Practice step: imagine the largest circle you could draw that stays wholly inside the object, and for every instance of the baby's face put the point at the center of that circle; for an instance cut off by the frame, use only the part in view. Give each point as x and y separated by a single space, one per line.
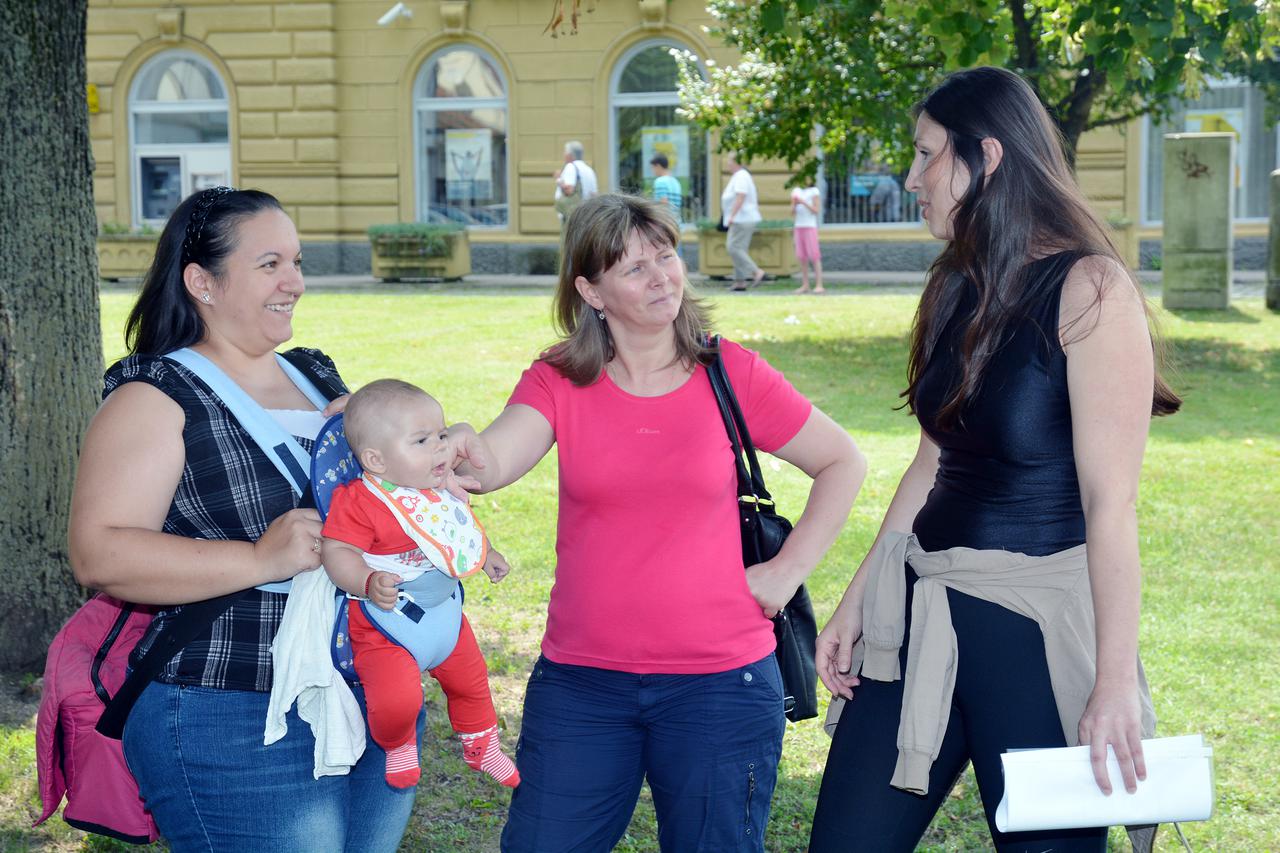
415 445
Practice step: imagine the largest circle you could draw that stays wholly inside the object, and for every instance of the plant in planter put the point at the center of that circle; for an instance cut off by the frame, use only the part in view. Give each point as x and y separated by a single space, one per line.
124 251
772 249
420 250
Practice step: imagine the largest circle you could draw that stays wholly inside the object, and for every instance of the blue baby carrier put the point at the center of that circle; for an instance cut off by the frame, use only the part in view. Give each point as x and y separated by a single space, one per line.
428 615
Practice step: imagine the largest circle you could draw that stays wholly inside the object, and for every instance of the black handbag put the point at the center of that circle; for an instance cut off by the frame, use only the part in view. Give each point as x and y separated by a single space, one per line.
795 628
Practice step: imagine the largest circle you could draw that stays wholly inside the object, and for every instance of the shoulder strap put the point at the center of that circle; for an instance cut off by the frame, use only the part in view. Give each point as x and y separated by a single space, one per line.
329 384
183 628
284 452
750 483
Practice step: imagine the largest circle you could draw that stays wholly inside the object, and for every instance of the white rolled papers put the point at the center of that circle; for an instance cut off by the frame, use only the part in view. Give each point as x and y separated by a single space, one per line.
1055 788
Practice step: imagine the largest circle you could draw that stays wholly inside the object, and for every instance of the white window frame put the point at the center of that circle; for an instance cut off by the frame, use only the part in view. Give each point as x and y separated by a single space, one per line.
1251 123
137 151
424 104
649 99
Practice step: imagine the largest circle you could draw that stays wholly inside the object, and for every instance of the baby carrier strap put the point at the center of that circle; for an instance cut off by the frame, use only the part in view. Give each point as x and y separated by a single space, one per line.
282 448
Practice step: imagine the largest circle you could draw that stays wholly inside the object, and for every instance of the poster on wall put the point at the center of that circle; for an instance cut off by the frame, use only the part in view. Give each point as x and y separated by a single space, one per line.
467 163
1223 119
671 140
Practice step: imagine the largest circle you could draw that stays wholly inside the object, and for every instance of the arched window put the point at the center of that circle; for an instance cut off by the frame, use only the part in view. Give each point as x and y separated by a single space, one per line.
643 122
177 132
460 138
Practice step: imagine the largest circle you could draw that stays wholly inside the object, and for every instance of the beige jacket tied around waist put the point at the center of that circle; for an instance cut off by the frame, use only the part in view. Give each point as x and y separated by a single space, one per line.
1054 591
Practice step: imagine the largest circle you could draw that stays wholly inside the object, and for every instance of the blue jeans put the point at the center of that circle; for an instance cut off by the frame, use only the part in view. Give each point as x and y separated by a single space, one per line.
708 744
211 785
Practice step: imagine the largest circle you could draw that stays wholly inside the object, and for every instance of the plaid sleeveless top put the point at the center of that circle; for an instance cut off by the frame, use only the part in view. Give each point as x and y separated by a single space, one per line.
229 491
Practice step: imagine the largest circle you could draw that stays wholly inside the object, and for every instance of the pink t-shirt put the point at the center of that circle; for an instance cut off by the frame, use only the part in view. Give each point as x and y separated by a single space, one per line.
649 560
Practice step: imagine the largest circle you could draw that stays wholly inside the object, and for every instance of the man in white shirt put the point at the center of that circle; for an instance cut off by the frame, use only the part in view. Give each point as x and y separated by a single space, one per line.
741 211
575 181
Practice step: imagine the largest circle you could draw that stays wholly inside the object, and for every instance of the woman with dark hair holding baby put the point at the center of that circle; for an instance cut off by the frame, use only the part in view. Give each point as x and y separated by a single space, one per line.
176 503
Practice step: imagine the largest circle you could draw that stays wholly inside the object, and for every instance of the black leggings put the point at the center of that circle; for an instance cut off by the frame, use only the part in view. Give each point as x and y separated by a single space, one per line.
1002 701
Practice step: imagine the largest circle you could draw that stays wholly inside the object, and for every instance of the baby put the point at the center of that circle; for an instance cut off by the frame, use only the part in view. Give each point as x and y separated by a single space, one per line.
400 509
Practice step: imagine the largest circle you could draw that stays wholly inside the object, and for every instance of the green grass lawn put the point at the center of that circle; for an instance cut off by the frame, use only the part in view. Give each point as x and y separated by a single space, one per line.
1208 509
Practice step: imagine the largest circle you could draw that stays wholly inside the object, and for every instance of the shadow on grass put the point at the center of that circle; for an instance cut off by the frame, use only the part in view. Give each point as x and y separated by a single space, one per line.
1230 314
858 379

--

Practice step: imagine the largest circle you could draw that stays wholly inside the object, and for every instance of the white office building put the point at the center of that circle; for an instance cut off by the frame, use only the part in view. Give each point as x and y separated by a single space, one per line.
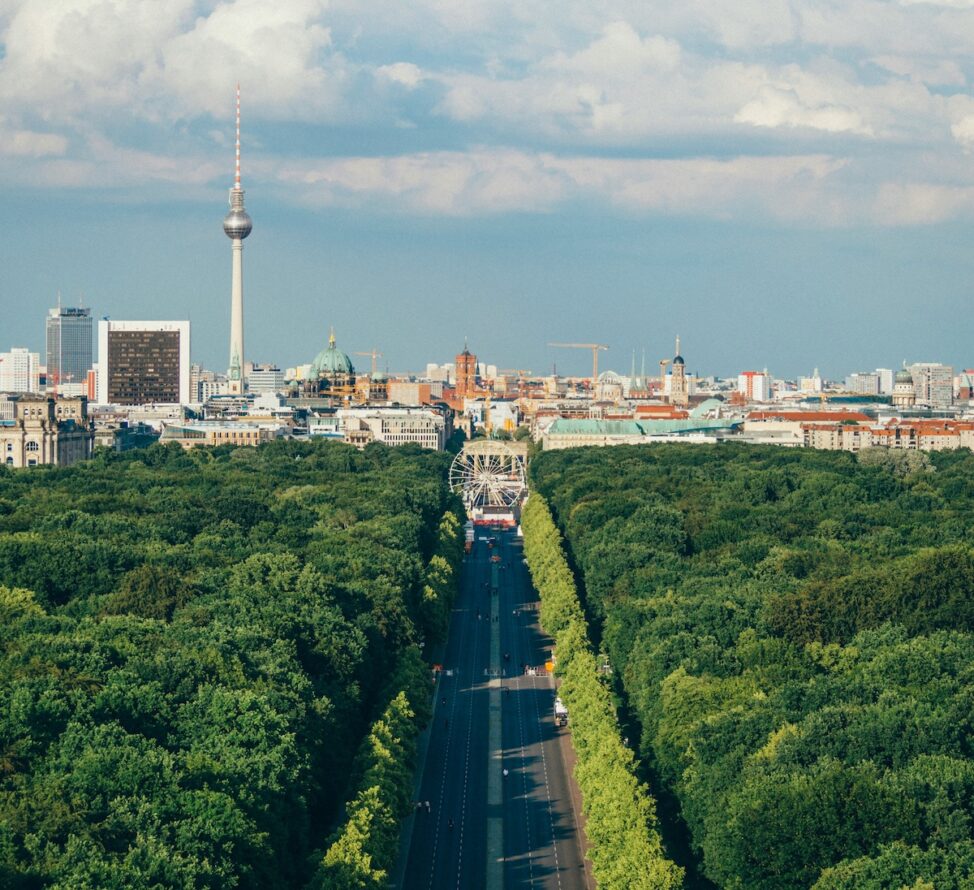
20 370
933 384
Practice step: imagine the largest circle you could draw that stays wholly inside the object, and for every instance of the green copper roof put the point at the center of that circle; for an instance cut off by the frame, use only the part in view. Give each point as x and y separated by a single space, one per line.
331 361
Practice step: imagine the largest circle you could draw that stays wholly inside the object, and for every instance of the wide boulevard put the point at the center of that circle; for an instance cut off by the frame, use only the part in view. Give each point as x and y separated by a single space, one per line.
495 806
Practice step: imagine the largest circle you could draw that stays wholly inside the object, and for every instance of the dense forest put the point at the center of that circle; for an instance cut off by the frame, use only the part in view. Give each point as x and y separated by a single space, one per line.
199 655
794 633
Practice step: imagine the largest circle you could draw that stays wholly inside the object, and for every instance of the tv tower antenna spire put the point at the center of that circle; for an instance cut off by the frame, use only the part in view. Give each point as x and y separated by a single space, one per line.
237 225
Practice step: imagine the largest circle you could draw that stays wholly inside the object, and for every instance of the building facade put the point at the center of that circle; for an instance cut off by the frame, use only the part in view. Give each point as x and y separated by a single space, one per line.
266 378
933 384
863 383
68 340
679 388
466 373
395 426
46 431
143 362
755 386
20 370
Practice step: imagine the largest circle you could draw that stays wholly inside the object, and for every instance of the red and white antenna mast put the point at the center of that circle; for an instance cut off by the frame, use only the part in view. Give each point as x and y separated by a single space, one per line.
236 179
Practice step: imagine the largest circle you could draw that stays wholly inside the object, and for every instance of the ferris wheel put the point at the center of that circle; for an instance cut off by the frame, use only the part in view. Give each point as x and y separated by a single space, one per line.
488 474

--

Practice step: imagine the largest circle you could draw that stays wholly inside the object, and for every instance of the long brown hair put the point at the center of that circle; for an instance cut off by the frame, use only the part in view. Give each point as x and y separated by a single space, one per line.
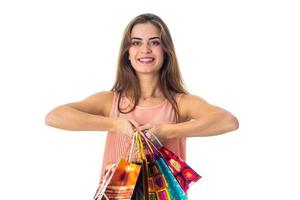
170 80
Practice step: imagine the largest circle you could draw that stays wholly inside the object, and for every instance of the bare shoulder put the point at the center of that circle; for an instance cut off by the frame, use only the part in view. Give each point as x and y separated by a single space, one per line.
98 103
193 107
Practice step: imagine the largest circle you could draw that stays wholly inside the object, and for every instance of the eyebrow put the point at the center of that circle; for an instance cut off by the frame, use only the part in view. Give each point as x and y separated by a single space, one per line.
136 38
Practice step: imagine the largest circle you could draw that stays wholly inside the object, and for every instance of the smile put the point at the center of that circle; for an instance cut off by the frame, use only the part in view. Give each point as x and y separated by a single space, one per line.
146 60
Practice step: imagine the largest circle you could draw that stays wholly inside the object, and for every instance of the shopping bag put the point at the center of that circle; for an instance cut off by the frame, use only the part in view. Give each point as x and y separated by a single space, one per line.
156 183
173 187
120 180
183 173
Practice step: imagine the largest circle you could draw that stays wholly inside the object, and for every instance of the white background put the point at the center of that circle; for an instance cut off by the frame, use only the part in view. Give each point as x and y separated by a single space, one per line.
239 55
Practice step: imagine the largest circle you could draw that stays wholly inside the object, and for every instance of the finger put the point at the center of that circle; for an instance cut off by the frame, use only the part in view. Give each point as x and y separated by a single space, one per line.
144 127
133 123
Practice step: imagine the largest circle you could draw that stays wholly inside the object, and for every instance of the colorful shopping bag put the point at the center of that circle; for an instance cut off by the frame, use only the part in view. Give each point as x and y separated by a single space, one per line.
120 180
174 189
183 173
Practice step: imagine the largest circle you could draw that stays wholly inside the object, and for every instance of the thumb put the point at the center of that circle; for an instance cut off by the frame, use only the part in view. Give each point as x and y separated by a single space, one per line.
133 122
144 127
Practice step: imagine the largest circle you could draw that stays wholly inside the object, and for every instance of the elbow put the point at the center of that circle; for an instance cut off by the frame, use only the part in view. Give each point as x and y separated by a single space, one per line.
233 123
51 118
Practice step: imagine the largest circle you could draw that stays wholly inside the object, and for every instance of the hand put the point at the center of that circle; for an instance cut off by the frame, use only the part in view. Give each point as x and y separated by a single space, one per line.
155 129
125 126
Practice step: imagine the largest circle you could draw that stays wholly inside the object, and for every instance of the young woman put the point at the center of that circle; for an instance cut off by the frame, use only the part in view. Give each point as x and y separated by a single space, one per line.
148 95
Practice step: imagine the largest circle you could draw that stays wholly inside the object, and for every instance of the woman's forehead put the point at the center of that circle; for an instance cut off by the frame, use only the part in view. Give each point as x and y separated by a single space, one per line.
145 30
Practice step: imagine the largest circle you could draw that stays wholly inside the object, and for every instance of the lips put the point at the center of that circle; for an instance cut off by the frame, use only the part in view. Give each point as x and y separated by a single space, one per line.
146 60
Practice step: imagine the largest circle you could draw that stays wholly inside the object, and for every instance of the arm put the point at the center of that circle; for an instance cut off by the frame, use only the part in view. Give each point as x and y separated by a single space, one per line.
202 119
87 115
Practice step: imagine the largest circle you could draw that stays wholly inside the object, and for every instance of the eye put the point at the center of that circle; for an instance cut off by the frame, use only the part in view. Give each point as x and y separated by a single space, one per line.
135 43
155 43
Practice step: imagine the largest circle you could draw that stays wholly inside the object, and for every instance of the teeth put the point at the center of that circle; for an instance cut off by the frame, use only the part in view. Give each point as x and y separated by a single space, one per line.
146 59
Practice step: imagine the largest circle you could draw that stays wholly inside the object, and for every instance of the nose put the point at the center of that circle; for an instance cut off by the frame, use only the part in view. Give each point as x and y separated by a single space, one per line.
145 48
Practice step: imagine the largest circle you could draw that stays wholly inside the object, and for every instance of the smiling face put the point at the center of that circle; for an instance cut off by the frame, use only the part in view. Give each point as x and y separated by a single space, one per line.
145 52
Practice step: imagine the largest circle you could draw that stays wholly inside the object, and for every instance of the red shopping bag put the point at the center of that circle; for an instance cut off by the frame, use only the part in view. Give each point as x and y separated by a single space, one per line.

# [What is asked]
Select every line of the records that contains the word "face" and copy each one.

# [Finished task]
Practice step: imagine the largest circle you could draw that stays wholly inside the object, and for every instance of the baby's face put the point at the center of that circle; for an instance cut off by the frame, use only the part in view. Give each point as x and y separated by a single space, one per line.
Practice step: imagine the largest circle you could draw that stays wholly inside the object, and for every instance of the smiling face put the point at the center of that circle; for an instance cut off by the frame, use only the part in view. Give each point as x and y separated by a single space, one per line.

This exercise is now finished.